| Available data |
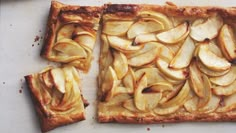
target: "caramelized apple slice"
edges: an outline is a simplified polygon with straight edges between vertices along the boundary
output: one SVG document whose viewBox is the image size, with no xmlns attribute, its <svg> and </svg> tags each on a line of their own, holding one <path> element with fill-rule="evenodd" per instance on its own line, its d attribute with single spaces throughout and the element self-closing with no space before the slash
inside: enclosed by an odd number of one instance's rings
<svg viewBox="0 0 236 133">
<path fill-rule="evenodd" d="M 206 104 L 208 104 L 208 102 L 210 101 L 212 97 L 211 83 L 206 75 L 203 75 L 203 86 L 204 86 L 203 97 L 199 98 L 198 108 L 202 108 Z"/>
<path fill-rule="evenodd" d="M 60 68 L 55 68 L 50 70 L 53 84 L 55 88 L 61 92 L 65 93 L 65 74 Z"/>
<path fill-rule="evenodd" d="M 187 37 L 184 41 L 184 44 L 179 49 L 178 53 L 170 62 L 171 68 L 185 68 L 190 64 L 190 61 L 193 57 L 193 52 L 195 50 L 194 42 L 191 38 Z"/>
<path fill-rule="evenodd" d="M 210 81 L 216 85 L 227 86 L 233 83 L 235 79 L 236 79 L 236 67 L 232 66 L 227 74 L 220 77 L 212 77 L 210 78 Z"/>
<path fill-rule="evenodd" d="M 202 24 L 191 26 L 190 36 L 199 42 L 211 40 L 217 36 L 222 25 L 223 20 L 220 16 L 212 16 Z"/>
<path fill-rule="evenodd" d="M 198 111 L 203 113 L 211 113 L 218 108 L 219 104 L 220 98 L 215 95 L 212 95 L 209 102 L 204 107 L 199 108 Z"/>
<path fill-rule="evenodd" d="M 72 37 L 72 33 L 75 30 L 75 24 L 66 24 L 63 25 L 57 32 L 57 41 L 60 41 L 61 39 L 68 38 L 70 39 Z"/>
<path fill-rule="evenodd" d="M 204 85 L 203 83 L 203 77 L 201 72 L 197 68 L 196 61 L 193 61 L 189 67 L 189 80 L 190 84 L 196 93 L 197 96 L 199 97 L 204 97 Z"/>
<path fill-rule="evenodd" d="M 139 67 L 152 63 L 157 57 L 157 48 L 128 59 L 130 66 Z"/>
<path fill-rule="evenodd" d="M 103 25 L 102 33 L 120 36 L 126 34 L 133 21 L 107 21 Z"/>
<path fill-rule="evenodd" d="M 142 11 L 138 15 L 142 18 L 150 18 L 151 17 L 151 18 L 156 19 L 157 21 L 160 21 L 164 25 L 164 29 L 170 29 L 173 27 L 169 18 L 162 13 L 153 12 L 153 11 Z"/>
<path fill-rule="evenodd" d="M 169 78 L 176 79 L 176 80 L 185 80 L 186 77 L 188 76 L 187 70 L 186 69 L 171 69 L 169 68 L 169 64 L 162 60 L 162 59 L 157 59 L 157 67 L 160 69 L 163 74 L 168 76 Z"/>
<path fill-rule="evenodd" d="M 85 50 L 71 39 L 61 39 L 55 44 L 53 49 L 66 56 L 77 56 L 78 58 L 87 56 Z"/>
<path fill-rule="evenodd" d="M 202 45 L 198 51 L 201 62 L 213 71 L 224 71 L 230 68 L 231 64 L 224 58 L 212 53 L 207 46 Z"/>
<path fill-rule="evenodd" d="M 123 53 L 132 53 L 143 47 L 142 45 L 133 46 L 131 40 L 126 40 L 117 36 L 107 36 L 107 39 L 111 47 Z"/>
<path fill-rule="evenodd" d="M 189 95 L 189 91 L 190 91 L 190 86 L 189 86 L 189 82 L 186 81 L 183 88 L 180 90 L 180 92 L 171 100 L 162 103 L 161 107 L 167 108 L 167 107 L 171 107 L 174 105 L 181 105 L 183 104 L 183 102 L 186 100 L 186 98 Z"/>
<path fill-rule="evenodd" d="M 229 112 L 231 110 L 234 110 L 236 108 L 236 93 L 224 97 L 224 106 L 220 106 L 217 108 L 216 112 Z"/>
<path fill-rule="evenodd" d="M 163 43 L 173 44 L 184 40 L 189 34 L 189 23 L 184 22 L 177 27 L 158 33 L 157 39 Z"/>
<path fill-rule="evenodd" d="M 126 73 L 122 81 L 123 81 L 124 86 L 126 88 L 129 88 L 130 92 L 133 93 L 134 87 L 136 86 L 136 78 L 135 78 L 135 74 L 132 68 L 130 67 L 128 68 L 128 72 Z"/>
<path fill-rule="evenodd" d="M 233 93 L 236 92 L 236 80 L 233 81 L 233 83 L 231 83 L 228 86 L 217 86 L 213 88 L 213 92 L 216 95 L 225 95 L 225 96 L 229 96 L 232 95 Z"/>
<path fill-rule="evenodd" d="M 236 38 L 231 26 L 225 24 L 218 36 L 219 46 L 229 61 L 236 60 Z"/>
<path fill-rule="evenodd" d="M 114 61 L 113 66 L 116 71 L 118 79 L 122 79 L 128 72 L 128 61 L 126 56 L 121 52 L 113 52 Z"/>
<path fill-rule="evenodd" d="M 206 66 L 204 66 L 200 61 L 197 61 L 197 66 L 201 72 L 204 74 L 211 76 L 211 77 L 218 77 L 218 76 L 223 76 L 229 72 L 230 69 L 227 69 L 225 71 L 212 71 L 208 69 Z"/>
<path fill-rule="evenodd" d="M 164 26 L 159 21 L 153 20 L 144 20 L 141 19 L 138 22 L 134 23 L 127 32 L 127 37 L 129 39 L 135 38 L 137 35 L 152 33 L 156 31 L 163 30 Z"/>
<path fill-rule="evenodd" d="M 157 82 L 165 81 L 165 79 L 160 75 L 160 71 L 154 67 L 141 68 L 135 71 L 136 79 L 140 79 L 143 74 L 146 74 L 147 85 L 150 86 Z"/>
</svg>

| What the task asks |
Print all of the material above again line for line, without any change, and leave the pictures out.

| Final result |
target: "caramelized apple slice"
edges: an outline is a simplified polygon with straight edges between vertices along the boundary
output: one SVG document whose viewBox is the image size, with no xmlns attribute, its <svg> and </svg> tags each on a line of their own, holding one <path> element with fill-rule="evenodd" per instance on its own line, its d attribute with single spaces throughout and the element self-closing with no space before the slash
inside: enclosed by an odd number of one instance's rings
<svg viewBox="0 0 236 133">
<path fill-rule="evenodd" d="M 206 104 L 208 104 L 208 102 L 210 101 L 212 97 L 211 83 L 206 75 L 203 75 L 203 86 L 204 86 L 203 97 L 199 98 L 198 108 L 202 108 Z"/>
<path fill-rule="evenodd" d="M 60 68 L 55 68 L 50 70 L 53 84 L 55 88 L 61 92 L 65 93 L 65 74 Z"/>
<path fill-rule="evenodd" d="M 187 37 L 184 41 L 184 44 L 179 49 L 178 53 L 170 62 L 171 68 L 185 68 L 190 64 L 190 61 L 193 57 L 193 52 L 195 50 L 194 42 L 191 38 Z"/>
<path fill-rule="evenodd" d="M 210 81 L 216 85 L 227 86 L 233 83 L 235 79 L 236 79 L 236 67 L 232 66 L 227 74 L 220 77 L 212 77 L 210 78 Z"/>
<path fill-rule="evenodd" d="M 202 24 L 191 26 L 190 36 L 199 42 L 211 40 L 217 36 L 222 25 L 223 20 L 220 16 L 212 16 Z"/>
<path fill-rule="evenodd" d="M 198 111 L 203 113 L 211 113 L 218 108 L 219 104 L 220 98 L 215 95 L 212 95 L 209 102 L 204 107 L 199 108 Z"/>
<path fill-rule="evenodd" d="M 72 37 L 72 33 L 75 30 L 75 24 L 66 24 L 63 25 L 57 32 L 57 41 L 60 41 L 61 39 L 68 38 L 70 39 Z"/>
<path fill-rule="evenodd" d="M 204 85 L 203 83 L 203 77 L 201 72 L 197 68 L 196 61 L 193 61 L 189 67 L 189 80 L 190 84 L 196 93 L 197 96 L 199 97 L 204 97 Z"/>
<path fill-rule="evenodd" d="M 139 67 L 152 63 L 157 57 L 157 48 L 128 59 L 130 66 Z"/>
<path fill-rule="evenodd" d="M 103 25 L 102 33 L 120 36 L 126 34 L 133 21 L 107 21 Z"/>
<path fill-rule="evenodd" d="M 142 11 L 138 15 L 142 18 L 150 18 L 151 17 L 151 18 L 156 19 L 157 21 L 160 21 L 164 25 L 164 29 L 170 29 L 173 27 L 169 18 L 162 13 L 153 12 L 153 11 Z"/>
<path fill-rule="evenodd" d="M 169 78 L 176 79 L 176 80 L 185 80 L 186 77 L 188 76 L 187 70 L 186 69 L 171 69 L 169 68 L 169 64 L 162 60 L 162 59 L 157 59 L 157 67 L 160 69 L 163 74 L 168 76 Z"/>
<path fill-rule="evenodd" d="M 85 50 L 71 39 L 61 39 L 55 44 L 53 49 L 66 56 L 77 56 L 78 58 L 87 56 Z"/>
<path fill-rule="evenodd" d="M 202 45 L 198 51 L 201 62 L 213 71 L 224 71 L 230 68 L 231 64 L 224 58 L 212 53 L 207 46 Z"/>
<path fill-rule="evenodd" d="M 123 53 L 132 53 L 143 47 L 142 45 L 133 46 L 131 40 L 126 40 L 117 36 L 107 36 L 107 39 L 111 47 Z"/>
<path fill-rule="evenodd" d="M 189 95 L 189 91 L 190 91 L 190 86 L 189 86 L 189 82 L 186 81 L 183 88 L 180 90 L 180 92 L 171 100 L 162 103 L 161 107 L 167 108 L 167 107 L 171 107 L 174 105 L 181 105 L 183 104 L 183 102 L 186 100 L 186 98 Z"/>
<path fill-rule="evenodd" d="M 229 112 L 231 110 L 234 110 L 236 108 L 236 93 L 224 97 L 224 106 L 220 106 L 217 108 L 216 112 Z"/>
<path fill-rule="evenodd" d="M 163 43 L 173 44 L 184 40 L 189 34 L 189 23 L 184 22 L 177 27 L 158 33 L 157 39 Z"/>
<path fill-rule="evenodd" d="M 126 73 L 122 81 L 123 81 L 124 86 L 126 88 L 129 88 L 130 92 L 133 93 L 134 87 L 136 86 L 136 78 L 135 78 L 135 74 L 132 68 L 130 67 L 128 68 L 128 72 Z"/>
<path fill-rule="evenodd" d="M 233 93 L 236 92 L 236 80 L 233 81 L 233 83 L 231 83 L 228 86 L 217 86 L 213 88 L 213 92 L 216 95 L 225 95 L 225 96 L 229 96 L 232 95 Z"/>
<path fill-rule="evenodd" d="M 236 38 L 231 26 L 225 24 L 218 36 L 219 46 L 229 61 L 236 60 Z"/>
<path fill-rule="evenodd" d="M 114 61 L 113 66 L 116 71 L 118 79 L 122 79 L 128 72 L 128 61 L 126 56 L 121 52 L 113 52 Z"/>
<path fill-rule="evenodd" d="M 206 66 L 204 66 L 200 61 L 197 61 L 197 66 L 201 72 L 204 74 L 211 76 L 211 77 L 218 77 L 218 76 L 223 76 L 229 72 L 230 69 L 227 69 L 225 71 L 212 71 L 208 69 Z"/>
<path fill-rule="evenodd" d="M 164 26 L 159 21 L 153 20 L 144 20 L 141 19 L 138 22 L 134 23 L 127 32 L 127 37 L 129 39 L 135 38 L 137 35 L 152 33 L 156 31 L 163 30 Z"/>
<path fill-rule="evenodd" d="M 157 82 L 165 81 L 165 79 L 160 75 L 160 71 L 154 67 L 141 68 L 135 71 L 136 79 L 140 79 L 143 74 L 146 74 L 147 85 L 150 86 Z"/>
</svg>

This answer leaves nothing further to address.